→ Source text
Wake Forest to coordinate huge national study to prevent cardiovascular disease in diabetes
WINSTON-SALEM, N.C.--Wake Forest University School of Medicine has been selected as the national coordinating center for a major study aimed at preventing cardiovascular disease in diabetes. The study will involve 10,000 patients and last at least nine years.
And the school will serve as a clinical center network in the study, coordinating 10 clinics in five states. Two are in Winston-Salem--at the General Clinical Research Center at Wake Forest University Baptist Medical Center and at Reynolds Health Center.
The study will try to determine whether the cardiovascular complications of Type 2 diabetes, also known as adult-onset diabetes, can be reduced through aggressive control of glycemia, or high blood sugar, as well as aggressive control of high blood pressure and high cholesterol levels. Each patient will be followed for at least four years.
The combined value of the two separate contracts with the National Heart, Lung and Blood Institute (NHLBI) totals $22.7 million, one of the largest projects in the school's history. According to NHLBI, the national cost of the project exceeds $96.7 million.
Robert Byington, Ph.D., professor of public health sciences and head of the Section on Epidemiology, will head the national coordinating center of the study, called Prevention of Cardiovascular Disease in Diabetes Mellitus.
David C. Goff Jr, M.D., Ph.D., associate professor of public health sciences (epidemiology) and internal medicine (general internal medicine), will direct the clinical center network, which will recruit 1,380 of the 10,000 patients in southeastern clinics.
"This is the most important clinical trial ever done addressing the prevention of heart disease in people with diabetes," Goff said. "The results of this trial will affect the treatment of millions of patients with diabetes for decades to come."
In addition to the clinics here, the network will include clinics at the University of North Carolina at Chapel Hill, Duke University Medical Center, Robeson Health Care Corp. in Fairmont, N.C., the Holston Medical Group in Kingsport, Tenn., the Nalle Clinic in Charlotte, the Lexington Clinic in Lexington, Ky., the Richmond Area High Blood Pressure Clinic in Richmond, Va., and Val-Oak Professional Associates in Valdosta, Ga. Six other similar networks canvass the rest of the country.
The study will compare the effectiveness of several drug strategies to control blood sugar. In a randomized clinical trial, two different intensive strategies, using different drugs, will be compared with conventional control of blood sugar. The two intensive drug regimens also will be compared with each other.
And intensive control of blood pressure and of elevated levels of low-density lipoprotein (LDL) cholesterol will be compared with conventional control. Doctors will shoot to lower LDL below 100 in patients without heart disease, to 75 in patients with heart disease.

→ Your objective
Continue the report on the Wake Forest diabetes and heart disease study from where it stops.

→ Information supplied
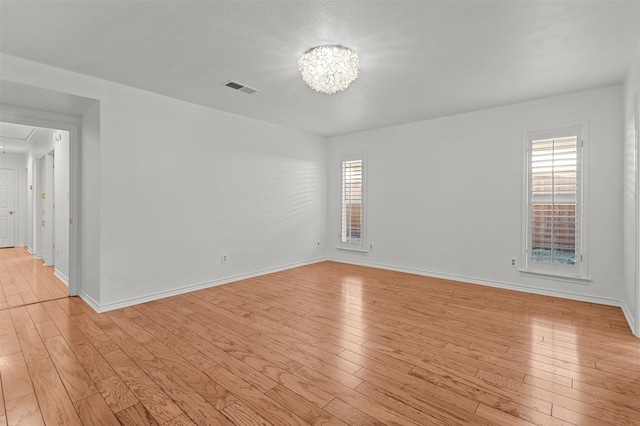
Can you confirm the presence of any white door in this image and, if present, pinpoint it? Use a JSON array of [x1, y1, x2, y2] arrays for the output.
[[0, 169, 16, 247]]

→ Answer area
Diabetes doubles the risk of high blood pressure. Recent recommendations suggest that blood pressure in diabetics be reduced to 130/85 in patients without heart disease, and to 120/80 in patients with heart disease.
Goff said that about 50 percent of the excess heart disease in diabetics can be attributed to other heart disease risk factors, according to a report of a special conference on diabetes sponsored by the National Institutes of Health. That conference recommended a large-scale clinical trial to determine whether glucose control and altering levels of insulin could reduce the risk of heart disease
The study will also determine whether other diabetes complications can be reduced, such as kidney failure, diabetic retinopathy, which can lead to blindness, and foot diseases.
Minority groups, especially African-Americans, Native Americans and Hispanics, will be a special target of the study. "They have a higher burden of diabetes and a higher rate of complications," Goff explained. The Reynolds Health Center clinic will aim at recruiting African- Americans and Hispanics, while the Robeson group will target Native Americans.
Recruiting for the study is expected to begin in late 2000 or early 2001.
Co-investigators with Goff are Jeff Williamson, M.D., M.H.S., assistant professor of internal medicine (gerontology and geriatric medicine), Curt D. Furberg, M.D., Ph.D., professor of public health sciences, and Ronny A. Bell, Ph.D., assistant professor of public health sciences (epidemiology). Tom Y. Thuren, N.D., Ph.D., assistant professor of internal medicine (endocrinology/metabolism), and Carolyn F. Pedley, M.D., assistant professor of internal medicine (general internal medicine), will direct the Winston-Salem clinics.
Joining Byington as co-investigators are Michael E. Miller, Ph.D., and David M. Reboussin, Ph.D., both associate professors of public health sciences (biostatistics), John R. Crouse III, M.D., professor of internal medicine (endocrinology/metabolism) and public health sciences, Roger T. Anderson, Ph.D., associate professor of public health sciences (social sciences and health policy), C. John Chen, Ph.D., assistant professor of public health sciences (social sciences and health policy), and Gregory W. Evans, M.A., research assistant professor of public health sciences (biostatistics).